Task instructions
Report how many of the lines below contain the word "white", giving only the number.

Raw data
+ + + + +

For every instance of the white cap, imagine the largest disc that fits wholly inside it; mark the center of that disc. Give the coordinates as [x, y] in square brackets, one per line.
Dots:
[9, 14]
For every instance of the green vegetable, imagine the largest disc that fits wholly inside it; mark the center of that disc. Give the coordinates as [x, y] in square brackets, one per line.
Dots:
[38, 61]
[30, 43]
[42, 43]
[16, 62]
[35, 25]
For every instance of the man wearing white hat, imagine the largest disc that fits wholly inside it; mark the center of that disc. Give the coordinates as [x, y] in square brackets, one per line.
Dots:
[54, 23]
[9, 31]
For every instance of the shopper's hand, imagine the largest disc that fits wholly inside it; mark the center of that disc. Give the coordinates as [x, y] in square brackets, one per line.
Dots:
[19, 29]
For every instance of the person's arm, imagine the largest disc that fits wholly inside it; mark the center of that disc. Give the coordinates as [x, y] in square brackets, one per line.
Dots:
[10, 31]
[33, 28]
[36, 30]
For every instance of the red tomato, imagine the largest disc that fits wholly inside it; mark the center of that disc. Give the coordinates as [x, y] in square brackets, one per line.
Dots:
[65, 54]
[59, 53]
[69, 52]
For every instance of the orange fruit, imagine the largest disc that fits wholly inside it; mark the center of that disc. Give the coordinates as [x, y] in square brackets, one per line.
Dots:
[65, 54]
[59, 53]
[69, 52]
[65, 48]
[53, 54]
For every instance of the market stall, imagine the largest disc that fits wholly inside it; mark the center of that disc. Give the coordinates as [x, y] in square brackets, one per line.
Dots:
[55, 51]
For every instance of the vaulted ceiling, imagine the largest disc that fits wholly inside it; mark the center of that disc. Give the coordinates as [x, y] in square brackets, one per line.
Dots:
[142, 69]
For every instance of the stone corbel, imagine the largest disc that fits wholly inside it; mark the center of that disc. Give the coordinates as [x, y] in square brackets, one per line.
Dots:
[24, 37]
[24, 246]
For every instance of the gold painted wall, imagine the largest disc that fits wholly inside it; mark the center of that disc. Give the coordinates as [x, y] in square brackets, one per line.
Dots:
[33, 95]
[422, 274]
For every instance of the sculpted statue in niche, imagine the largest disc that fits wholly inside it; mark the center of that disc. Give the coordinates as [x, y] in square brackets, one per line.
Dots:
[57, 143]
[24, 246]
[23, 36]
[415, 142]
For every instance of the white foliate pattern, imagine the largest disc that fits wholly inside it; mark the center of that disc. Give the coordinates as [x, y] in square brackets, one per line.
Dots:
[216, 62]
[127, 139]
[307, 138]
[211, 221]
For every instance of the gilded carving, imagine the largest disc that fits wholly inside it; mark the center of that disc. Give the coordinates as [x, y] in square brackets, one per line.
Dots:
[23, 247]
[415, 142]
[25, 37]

+ + + + +

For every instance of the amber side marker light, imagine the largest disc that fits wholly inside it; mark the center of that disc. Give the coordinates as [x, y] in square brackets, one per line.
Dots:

+ + + + +

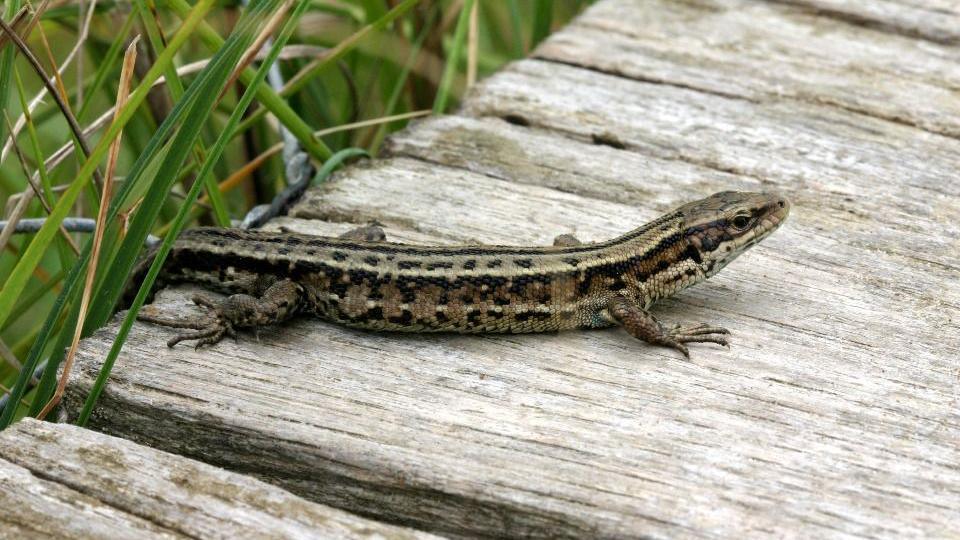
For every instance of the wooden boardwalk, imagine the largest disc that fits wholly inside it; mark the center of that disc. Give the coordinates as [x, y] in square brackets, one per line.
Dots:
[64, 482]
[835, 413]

+ + + + +

Expected answer
3